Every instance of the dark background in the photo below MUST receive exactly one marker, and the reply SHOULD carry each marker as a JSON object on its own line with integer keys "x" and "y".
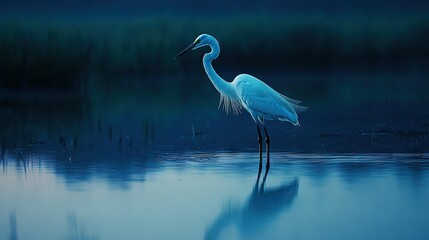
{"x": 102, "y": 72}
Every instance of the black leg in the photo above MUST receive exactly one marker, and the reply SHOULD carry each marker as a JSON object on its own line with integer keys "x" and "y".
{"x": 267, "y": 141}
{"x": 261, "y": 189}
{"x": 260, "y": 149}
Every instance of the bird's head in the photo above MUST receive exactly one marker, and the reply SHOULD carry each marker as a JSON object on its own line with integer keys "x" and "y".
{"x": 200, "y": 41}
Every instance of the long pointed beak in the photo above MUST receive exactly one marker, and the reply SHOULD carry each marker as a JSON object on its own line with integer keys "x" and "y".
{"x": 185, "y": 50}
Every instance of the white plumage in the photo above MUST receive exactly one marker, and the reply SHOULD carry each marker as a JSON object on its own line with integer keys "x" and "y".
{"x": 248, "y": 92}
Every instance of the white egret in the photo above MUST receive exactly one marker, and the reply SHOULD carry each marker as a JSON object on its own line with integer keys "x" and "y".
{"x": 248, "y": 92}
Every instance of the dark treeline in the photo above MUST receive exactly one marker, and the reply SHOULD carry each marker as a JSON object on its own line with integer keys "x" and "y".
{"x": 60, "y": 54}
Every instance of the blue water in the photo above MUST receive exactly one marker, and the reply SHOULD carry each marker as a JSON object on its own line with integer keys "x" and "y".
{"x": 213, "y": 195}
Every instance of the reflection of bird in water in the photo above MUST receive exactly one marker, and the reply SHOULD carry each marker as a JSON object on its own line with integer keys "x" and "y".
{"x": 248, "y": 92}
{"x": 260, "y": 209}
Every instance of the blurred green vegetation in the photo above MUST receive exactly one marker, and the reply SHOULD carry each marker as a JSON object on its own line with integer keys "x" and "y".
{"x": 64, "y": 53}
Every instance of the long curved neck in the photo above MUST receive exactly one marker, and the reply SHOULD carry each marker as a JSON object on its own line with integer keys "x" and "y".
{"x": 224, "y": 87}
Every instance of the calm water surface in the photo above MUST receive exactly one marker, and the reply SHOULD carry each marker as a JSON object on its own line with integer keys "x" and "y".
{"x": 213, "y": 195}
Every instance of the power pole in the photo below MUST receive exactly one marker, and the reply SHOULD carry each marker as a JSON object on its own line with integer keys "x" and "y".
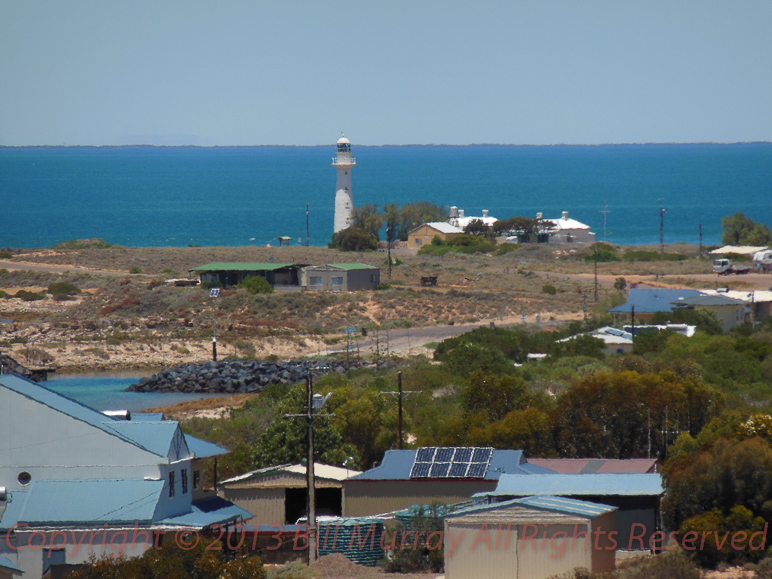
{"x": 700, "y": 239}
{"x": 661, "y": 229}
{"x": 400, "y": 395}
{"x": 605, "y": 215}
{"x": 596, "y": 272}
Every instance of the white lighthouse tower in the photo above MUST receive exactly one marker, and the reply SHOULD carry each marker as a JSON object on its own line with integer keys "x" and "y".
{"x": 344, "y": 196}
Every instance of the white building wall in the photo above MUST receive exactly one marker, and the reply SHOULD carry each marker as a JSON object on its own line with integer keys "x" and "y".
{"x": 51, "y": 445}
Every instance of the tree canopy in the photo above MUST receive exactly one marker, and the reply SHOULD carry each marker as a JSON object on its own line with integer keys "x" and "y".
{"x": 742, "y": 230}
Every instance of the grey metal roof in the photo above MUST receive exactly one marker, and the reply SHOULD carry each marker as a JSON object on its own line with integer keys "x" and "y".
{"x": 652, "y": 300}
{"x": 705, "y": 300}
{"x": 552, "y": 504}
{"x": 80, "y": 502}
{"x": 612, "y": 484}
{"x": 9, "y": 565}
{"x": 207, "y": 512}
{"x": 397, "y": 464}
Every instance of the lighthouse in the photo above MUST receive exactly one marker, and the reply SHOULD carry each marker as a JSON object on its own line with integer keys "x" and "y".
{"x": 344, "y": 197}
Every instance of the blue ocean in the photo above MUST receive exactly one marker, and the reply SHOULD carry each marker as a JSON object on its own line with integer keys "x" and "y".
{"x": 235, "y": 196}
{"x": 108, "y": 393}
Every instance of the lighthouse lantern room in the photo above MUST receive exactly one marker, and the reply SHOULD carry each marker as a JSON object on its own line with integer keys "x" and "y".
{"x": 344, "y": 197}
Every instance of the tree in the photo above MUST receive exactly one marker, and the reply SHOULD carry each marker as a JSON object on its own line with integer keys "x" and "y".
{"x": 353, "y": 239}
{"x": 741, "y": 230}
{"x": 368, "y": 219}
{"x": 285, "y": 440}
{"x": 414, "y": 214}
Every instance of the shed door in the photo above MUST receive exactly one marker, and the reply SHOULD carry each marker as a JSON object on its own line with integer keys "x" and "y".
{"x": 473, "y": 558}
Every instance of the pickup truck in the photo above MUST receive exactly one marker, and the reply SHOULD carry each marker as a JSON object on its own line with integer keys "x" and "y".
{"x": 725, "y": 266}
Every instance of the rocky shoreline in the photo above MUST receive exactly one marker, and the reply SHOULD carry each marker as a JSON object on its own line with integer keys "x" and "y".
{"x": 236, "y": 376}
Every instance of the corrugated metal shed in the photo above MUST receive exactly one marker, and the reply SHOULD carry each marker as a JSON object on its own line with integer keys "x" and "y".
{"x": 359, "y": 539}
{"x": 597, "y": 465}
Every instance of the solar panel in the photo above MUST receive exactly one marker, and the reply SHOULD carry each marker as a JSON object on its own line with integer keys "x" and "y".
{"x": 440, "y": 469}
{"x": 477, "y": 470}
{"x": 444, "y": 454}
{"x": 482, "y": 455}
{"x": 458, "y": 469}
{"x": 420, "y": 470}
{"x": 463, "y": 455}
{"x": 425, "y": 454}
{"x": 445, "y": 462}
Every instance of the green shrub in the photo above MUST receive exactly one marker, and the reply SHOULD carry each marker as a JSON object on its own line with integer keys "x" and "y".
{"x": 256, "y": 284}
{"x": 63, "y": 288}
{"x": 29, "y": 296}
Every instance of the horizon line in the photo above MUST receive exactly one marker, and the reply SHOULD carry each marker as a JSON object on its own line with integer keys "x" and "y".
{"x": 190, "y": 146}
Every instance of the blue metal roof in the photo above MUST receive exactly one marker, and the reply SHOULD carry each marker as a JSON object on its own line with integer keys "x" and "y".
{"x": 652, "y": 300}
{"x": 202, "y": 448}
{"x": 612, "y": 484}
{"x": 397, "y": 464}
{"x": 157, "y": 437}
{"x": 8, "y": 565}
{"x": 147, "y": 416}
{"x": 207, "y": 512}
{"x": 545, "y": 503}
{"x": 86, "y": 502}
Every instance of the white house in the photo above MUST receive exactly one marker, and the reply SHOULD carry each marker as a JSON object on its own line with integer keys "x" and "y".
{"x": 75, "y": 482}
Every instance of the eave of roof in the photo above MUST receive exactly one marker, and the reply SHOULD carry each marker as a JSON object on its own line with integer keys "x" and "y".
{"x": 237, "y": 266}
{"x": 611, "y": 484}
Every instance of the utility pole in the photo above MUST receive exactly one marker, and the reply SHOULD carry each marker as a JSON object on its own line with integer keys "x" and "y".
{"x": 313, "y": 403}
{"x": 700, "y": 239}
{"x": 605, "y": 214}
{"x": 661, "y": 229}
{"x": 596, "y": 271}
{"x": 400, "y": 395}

» EXERCISE REQUIREMENTS
Go through the data above and transcribe it in full, omitting any image.

» PROBLEM SOLUTION
Every instance of the dark background in the photo below MUST receive exactly one marker, and the reply SHOULD carry each marker as a JSON object on its own line with integer keys "x" and "y".
{"x": 102, "y": 72}
Every instance of the black leg in the photo above MUST receive exactly one marker, and the reply SHOULD carry each marker as a JSON object on its own line with integer keys "x" and "y".
{"x": 267, "y": 141}
{"x": 261, "y": 189}
{"x": 260, "y": 149}
Every instance of the bird's head in the photo above MUST receive exactly one marker, and the reply SHOULD carry each marker as a JSON object on its own line with integer keys "x" and "y".
{"x": 200, "y": 41}
Every instance of the long pointed beak in the photo above MUST receive exactly one marker, and the reply SHOULD carry each marker as a JSON object on its own line with integer keys "x" and "y".
{"x": 185, "y": 50}
Every instance of the white plumage in the photo above MUST receive exactly one marker, and the reply SHOULD carry each marker as a JSON object on its own line with integer keys "x" and "y".
{"x": 248, "y": 92}
Every instance of the white egret in the photo above MUST receive exactly one marker, and the reply SHOULD carry each marker as a JSON object on its own line with integer keys "x" and "y".
{"x": 248, "y": 92}
Every instance of the dark treeline in the photo above MUST receive exactly one marker, and the reply SHOULD carry each marker as a JSON object on its own line with integer keys "x" and "y".
{"x": 60, "y": 54}
Every instance of the blue water in the photo above MUST receive exactly one marker, and the reply SHOULD carry each marker as a JSON object on its own line with integer keys "x" and "y".
{"x": 213, "y": 195}
Every instance of the reflection of bird in water in the photo above MUST receive exactly one marker, and the reply SHOULD carry each marker as a JSON object on its own line with integer keys "x" and "y".
{"x": 248, "y": 92}
{"x": 260, "y": 209}
Every instance of the blurred green vegetation in the photo above MUST receive exactly one marker, and the reply SHOULD carry each marker as a JSON object on its own line with integer keys "x" and "y".
{"x": 64, "y": 53}
Every instance of the long curved neck in the photo above MUST receive exactly one marker, and the reply SHOULD carry each marker as a JSON object on its own line with integer keys "x" and "y".
{"x": 224, "y": 87}
Every instance of the calm water surface in the photo above MUST receive exactly one marker, and the reply SHOULD carry each marker as a JSON object on its own line with integer keys "x" and "y".
{"x": 213, "y": 195}
Every instance of the power pole in the photo below MUST receive exactly one marker, and the reply SHOULD carry each marker as a JSON object on its own line with integer keys "x" and "y".
{"x": 700, "y": 239}
{"x": 661, "y": 229}
{"x": 400, "y": 395}
{"x": 605, "y": 215}
{"x": 596, "y": 272}
Every instance of the white lighthouse tower in the photo above MUST receive exactly one marker, and the reply SHOULD carry each marker as a JSON object on its own line with integer keys "x" and "y".
{"x": 344, "y": 196}
Every instance of the white building wall in the photo above MUST receive exactly one marker, and the reply SHOULD carry each marker as a JSON object on its own line with integer keys "x" and "y".
{"x": 51, "y": 445}
Every instance of the tree canopy in the photo above MUST receive exactly one marker, and the reply SHOULD carry each marker as a JSON object on its own line with integer keys "x" and "y".
{"x": 742, "y": 230}
Every instance of the grey metal roof in the photo above MUST receive exactly one marker, and the reply SHOULD carry each marker as a JSON object on its own line with integer keys "x" and "y".
{"x": 652, "y": 300}
{"x": 705, "y": 300}
{"x": 552, "y": 504}
{"x": 80, "y": 502}
{"x": 612, "y": 484}
{"x": 9, "y": 565}
{"x": 207, "y": 512}
{"x": 397, "y": 464}
Every instance of the lighthouse in the photo above MUST receive exactly one marker, and the reply SHOULD carry each marker as a JSON object on its own line with integer keys "x" and "y".
{"x": 344, "y": 197}
Every instance of the blue ocean in the photo above MUST receive exactly one marker, and the reply SHOULD carry each marker as a JSON object on its own line with integer keys "x" and "y".
{"x": 235, "y": 196}
{"x": 108, "y": 393}
Every instance of the lighthouse lantern room in the photo above MUST receive exactly one marker, and the reply SHOULD carry each marker as a JSON object on its own line with integer keys "x" and "y".
{"x": 344, "y": 197}
Every instance of the tree in the photo above MUST receive exactly one marker, and the reply SHOULD carry each marker as a JSON object on its own line with integer keys "x" and "y".
{"x": 353, "y": 239}
{"x": 741, "y": 230}
{"x": 368, "y": 219}
{"x": 285, "y": 440}
{"x": 414, "y": 214}
Every instance of the shed door in the photo above MUST receive exactly one marker, and the reply SHOULD carry each marker as a JSON object on its own line with integer keys "x" and "y".
{"x": 473, "y": 558}
Every instance of the pickup truck in the photo above MUST receive exactly one marker, and the reply SHOULD carry each marker as a JSON object on its own line with integer keys "x" and "y".
{"x": 725, "y": 266}
Every instance of the rocky shoreline in the photo above MUST receive exactly one marker, and the reply SHOULD carry each marker as a JSON object on its own line with integer keys "x" and "y".
{"x": 236, "y": 376}
Every instance of the corrugated metal shed in the photo above MUST receive exactly one marker, and the reply SHOULD carry each marker as a JSON object on its own line with integer keys "x" and "y".
{"x": 359, "y": 539}
{"x": 597, "y": 465}
Every instance of the solar panel in the photo above MUST receive exactly one marker, and the reply SHOULD carry each marker as a JSON object on its own line with integer keys "x" and "y".
{"x": 440, "y": 469}
{"x": 477, "y": 470}
{"x": 444, "y": 454}
{"x": 482, "y": 455}
{"x": 458, "y": 469}
{"x": 420, "y": 470}
{"x": 463, "y": 455}
{"x": 425, "y": 454}
{"x": 445, "y": 462}
Every instance of the green shrub in the photo above MUST receive exactly one marker, and the reply SHOULD carry each marker as a JSON object on its own line with integer keys "x" and "y".
{"x": 256, "y": 284}
{"x": 63, "y": 288}
{"x": 29, "y": 296}
Every instance of the horizon line in the photo above MUST receive exactly one marker, and the reply SHOULD carry each marker as a JSON object on its own line with integer keys "x" and "y".
{"x": 190, "y": 146}
Every instance of the blue metal roof in the photo above MUST receive exactly one marker, and the reply SHOULD carry each marker as a JSON object on its own line with integer keys "x" and "y".
{"x": 652, "y": 300}
{"x": 202, "y": 448}
{"x": 612, "y": 484}
{"x": 397, "y": 464}
{"x": 157, "y": 437}
{"x": 8, "y": 565}
{"x": 147, "y": 416}
{"x": 207, "y": 512}
{"x": 545, "y": 503}
{"x": 86, "y": 502}
Every instance of the white house in the photo above MUST receive exactly one marker, and the reply SHOULD carry each marker as a JSON object on its own line with integer keys "x" and "y".
{"x": 75, "y": 482}
Every instance of the eave of roof in the photo above MUST receive exactly one marker, and the reply SHOULD carry each marker as a JSON object on its own line with integer keys "x" and "y".
{"x": 237, "y": 266}
{"x": 611, "y": 484}
Every instance of the utility pole in the photo above MUST receive exactly one marker, and the reply SHOULD carry each marker as a JSON object on its own line with integer keys "x" and "y".
{"x": 313, "y": 403}
{"x": 700, "y": 239}
{"x": 605, "y": 214}
{"x": 661, "y": 229}
{"x": 596, "y": 271}
{"x": 400, "y": 395}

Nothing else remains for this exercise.